PROBLEM TO WORK ON: In the guide on change data capture, which database operations does CDC monitor and convert into structured change events?

DOCUMENT TEXT:
This guide explains:

• What is Change Data Capture in a database
• How CDC in database systems actually works
• Different change data capture techniques
• How CDC fits into data pipelines and data warehouses
• Common change data capture use cases
• How to choose the right change data capture tool

Whether you're building a modern CDC data pipeline, syncing an OLTP system to a warehouse, or planning zero-downtime migration, this pillar guide will give you the full picture.

What Is Change Data Capture (CDC)?

At its core, Change Data Capture (CDC) is a method for tracking and delivering changes made to a database.

Instead of repeatedly copying entire tables (full loads), CDC captures only the data that changed - and sends those changes downstream.

In the context of a database, CDC in database systems means: Monitoring insert, update, and delete operations and converting them into structured change events for downstream systems.

So if you're asking:

• What is CDC in database?
• What is CDC in data systems?
• What is change data capture?

The answer is simple: CDC is incremental data synchronization powered by change detection.

What Does CDC Produce?

One critical detail many articles miss:

CDC does not just move rows - it produces change events.

Each event typically includes:

• Operation type (INSERT, UPDATE, DELETE)
• Before and/or after values
• Transaction metadata
• Timestamp
• Log position (LSN, binlog offset, etc.)

This makes CDC the foundation of:

• Real-time data pipelines
• Event-driven architectures
• Data warehouse synchronization
• Database replication systems

Why Change Data Capture Matters in Modern Architectures

Modern systems demand real-time data movement, not overnight batch syncs.

Here's why change data capture solutions have become essential.

Real-Time Analytics

Traditional ETL runs hourly or daily.

CDC enables:

• Near real-time dashboard updates
• Streaming metrics
• Operational analytics

This is especially critical for SaaS platforms, fintech, e-commerce, and logistics systems.

AVAILABLE DATA:
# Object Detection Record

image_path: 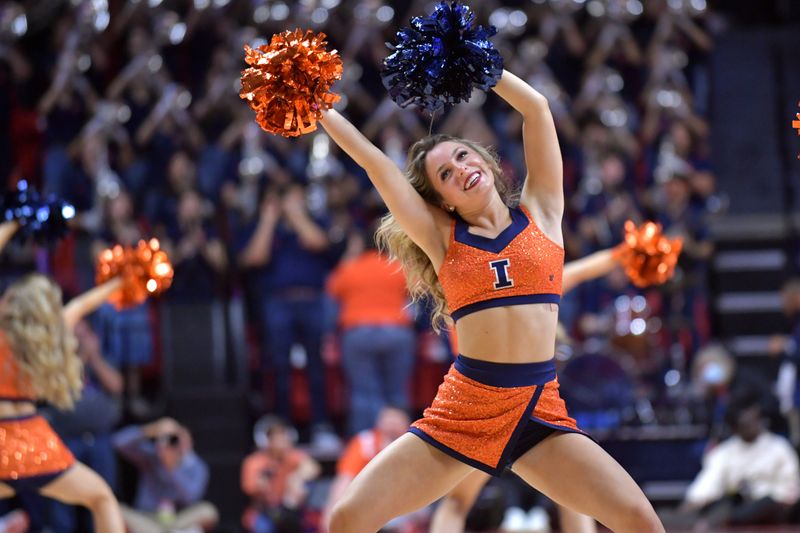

RESULT OF THE TASK: Insert, update, and delete operations.